----- AVAILABLE DATA -----

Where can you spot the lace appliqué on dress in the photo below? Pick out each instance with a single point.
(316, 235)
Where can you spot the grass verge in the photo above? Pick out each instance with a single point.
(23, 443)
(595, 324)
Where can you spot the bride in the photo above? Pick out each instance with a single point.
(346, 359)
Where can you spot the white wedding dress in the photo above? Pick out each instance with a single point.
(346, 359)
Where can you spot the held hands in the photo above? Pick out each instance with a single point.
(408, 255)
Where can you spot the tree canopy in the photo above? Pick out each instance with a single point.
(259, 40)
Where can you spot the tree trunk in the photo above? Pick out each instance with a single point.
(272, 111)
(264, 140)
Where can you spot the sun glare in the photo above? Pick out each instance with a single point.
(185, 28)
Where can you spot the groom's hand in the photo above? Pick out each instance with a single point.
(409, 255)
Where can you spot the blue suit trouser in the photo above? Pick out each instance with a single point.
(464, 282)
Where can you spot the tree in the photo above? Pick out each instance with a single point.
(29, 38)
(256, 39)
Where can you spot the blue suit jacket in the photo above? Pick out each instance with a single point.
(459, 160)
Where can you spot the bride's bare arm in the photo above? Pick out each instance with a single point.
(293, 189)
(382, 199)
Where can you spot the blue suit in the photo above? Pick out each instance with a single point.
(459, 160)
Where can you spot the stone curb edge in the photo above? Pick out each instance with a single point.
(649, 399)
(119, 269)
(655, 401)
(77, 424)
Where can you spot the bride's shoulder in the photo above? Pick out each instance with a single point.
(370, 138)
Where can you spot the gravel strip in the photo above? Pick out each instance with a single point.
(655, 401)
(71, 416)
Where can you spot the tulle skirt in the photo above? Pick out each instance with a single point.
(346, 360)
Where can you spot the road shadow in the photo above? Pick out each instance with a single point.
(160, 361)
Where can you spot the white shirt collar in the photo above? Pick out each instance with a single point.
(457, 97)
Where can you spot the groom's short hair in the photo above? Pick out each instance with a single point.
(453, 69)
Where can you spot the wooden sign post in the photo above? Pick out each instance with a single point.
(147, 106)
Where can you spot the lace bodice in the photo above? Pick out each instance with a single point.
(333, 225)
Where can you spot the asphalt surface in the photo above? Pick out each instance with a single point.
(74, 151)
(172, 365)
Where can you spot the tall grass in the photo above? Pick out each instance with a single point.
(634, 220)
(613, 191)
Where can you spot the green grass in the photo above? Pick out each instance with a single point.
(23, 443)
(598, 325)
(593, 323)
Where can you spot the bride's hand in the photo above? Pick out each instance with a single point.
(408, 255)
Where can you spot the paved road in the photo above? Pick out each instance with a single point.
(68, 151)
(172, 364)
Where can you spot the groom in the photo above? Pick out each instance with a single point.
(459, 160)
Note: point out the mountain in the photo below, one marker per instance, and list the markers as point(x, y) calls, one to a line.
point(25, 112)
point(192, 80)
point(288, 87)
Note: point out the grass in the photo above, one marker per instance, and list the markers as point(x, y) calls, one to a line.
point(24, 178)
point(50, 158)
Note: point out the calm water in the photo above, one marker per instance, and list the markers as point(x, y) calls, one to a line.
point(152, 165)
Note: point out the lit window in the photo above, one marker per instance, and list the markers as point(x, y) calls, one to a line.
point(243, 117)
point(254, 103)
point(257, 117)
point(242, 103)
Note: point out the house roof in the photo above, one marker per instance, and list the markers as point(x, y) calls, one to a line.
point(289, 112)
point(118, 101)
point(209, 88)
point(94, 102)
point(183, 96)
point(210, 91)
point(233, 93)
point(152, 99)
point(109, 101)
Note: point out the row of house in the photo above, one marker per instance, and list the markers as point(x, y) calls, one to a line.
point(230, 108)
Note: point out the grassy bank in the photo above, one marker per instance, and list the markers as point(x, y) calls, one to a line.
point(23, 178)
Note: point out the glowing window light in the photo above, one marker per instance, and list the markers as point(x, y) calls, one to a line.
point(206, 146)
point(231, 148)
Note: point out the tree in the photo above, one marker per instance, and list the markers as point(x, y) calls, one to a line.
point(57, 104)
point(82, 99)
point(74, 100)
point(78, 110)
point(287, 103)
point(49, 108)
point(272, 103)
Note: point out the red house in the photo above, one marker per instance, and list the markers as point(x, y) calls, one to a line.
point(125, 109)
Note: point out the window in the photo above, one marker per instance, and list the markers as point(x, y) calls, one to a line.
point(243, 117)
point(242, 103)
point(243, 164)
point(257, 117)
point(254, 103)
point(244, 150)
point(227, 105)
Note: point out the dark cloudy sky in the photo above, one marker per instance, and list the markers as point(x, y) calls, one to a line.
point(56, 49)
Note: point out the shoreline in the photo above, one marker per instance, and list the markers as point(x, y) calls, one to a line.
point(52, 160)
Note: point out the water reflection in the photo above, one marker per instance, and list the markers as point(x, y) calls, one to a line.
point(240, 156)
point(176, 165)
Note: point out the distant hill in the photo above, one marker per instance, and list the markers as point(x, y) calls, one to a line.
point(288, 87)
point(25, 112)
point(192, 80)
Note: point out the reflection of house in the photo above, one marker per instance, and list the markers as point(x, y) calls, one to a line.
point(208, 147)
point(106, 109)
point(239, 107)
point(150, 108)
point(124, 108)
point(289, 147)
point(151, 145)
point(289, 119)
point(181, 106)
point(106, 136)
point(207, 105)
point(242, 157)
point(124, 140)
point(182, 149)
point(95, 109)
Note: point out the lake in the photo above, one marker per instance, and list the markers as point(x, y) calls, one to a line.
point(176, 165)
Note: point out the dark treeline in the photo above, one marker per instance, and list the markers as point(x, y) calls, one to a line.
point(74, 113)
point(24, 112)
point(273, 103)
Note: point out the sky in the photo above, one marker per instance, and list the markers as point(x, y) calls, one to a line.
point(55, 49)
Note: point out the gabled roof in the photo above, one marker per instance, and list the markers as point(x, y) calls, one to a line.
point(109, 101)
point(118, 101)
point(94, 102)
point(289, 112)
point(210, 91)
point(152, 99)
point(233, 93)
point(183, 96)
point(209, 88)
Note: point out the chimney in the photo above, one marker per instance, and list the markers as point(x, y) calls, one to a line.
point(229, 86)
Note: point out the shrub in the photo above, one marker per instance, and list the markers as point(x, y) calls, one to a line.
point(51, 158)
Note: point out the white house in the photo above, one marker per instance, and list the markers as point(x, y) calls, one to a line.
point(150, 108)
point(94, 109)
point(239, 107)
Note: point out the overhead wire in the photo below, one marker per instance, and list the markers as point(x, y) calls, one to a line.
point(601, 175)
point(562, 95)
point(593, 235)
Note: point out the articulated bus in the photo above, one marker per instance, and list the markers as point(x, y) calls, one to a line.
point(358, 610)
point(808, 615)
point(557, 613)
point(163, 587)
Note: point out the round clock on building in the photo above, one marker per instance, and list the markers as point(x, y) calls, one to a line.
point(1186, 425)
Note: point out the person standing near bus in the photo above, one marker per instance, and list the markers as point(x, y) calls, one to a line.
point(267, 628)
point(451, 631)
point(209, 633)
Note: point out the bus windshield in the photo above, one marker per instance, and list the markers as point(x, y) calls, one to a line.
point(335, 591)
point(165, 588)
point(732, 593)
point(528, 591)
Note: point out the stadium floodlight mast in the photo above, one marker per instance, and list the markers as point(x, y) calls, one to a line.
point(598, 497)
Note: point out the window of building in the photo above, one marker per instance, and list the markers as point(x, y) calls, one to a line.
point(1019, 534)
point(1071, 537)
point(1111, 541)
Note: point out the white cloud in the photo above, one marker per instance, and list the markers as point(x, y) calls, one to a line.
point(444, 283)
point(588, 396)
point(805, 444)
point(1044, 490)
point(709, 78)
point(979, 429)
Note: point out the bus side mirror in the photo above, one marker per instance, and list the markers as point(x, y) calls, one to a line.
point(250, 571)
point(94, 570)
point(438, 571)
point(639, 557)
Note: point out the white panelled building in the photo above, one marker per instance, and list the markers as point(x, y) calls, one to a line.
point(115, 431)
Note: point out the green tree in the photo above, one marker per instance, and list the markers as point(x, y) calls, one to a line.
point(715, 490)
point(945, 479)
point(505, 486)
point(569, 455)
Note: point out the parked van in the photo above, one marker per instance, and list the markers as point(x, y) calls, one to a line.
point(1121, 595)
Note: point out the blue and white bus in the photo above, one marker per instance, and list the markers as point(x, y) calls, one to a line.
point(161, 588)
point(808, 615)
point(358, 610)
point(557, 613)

-----

◆ SHORT EXERCISE
Reproduce only the stretch of entries from the line containing "Note: point out the overhead" through the line containing "point(1186, 425)", replacing "round clock" with "square clock" and leaving everything else unchanged.

◆ THE RESPONSE
Note: point out the overhead wire in the photo below, one marker per instance, and list the markers as point(x, y) calls, one to a line.
point(601, 175)
point(562, 95)
point(593, 235)
Note: point out the articulated bus in the photo above, one marker per instance, and list the markers as point(x, y) calls, one to a line.
point(358, 610)
point(808, 615)
point(557, 613)
point(163, 587)
Note: point out the square clock on building in the photo above, one marker per instance, and list the markers as point(x, y) calls, one to a line.
point(1186, 425)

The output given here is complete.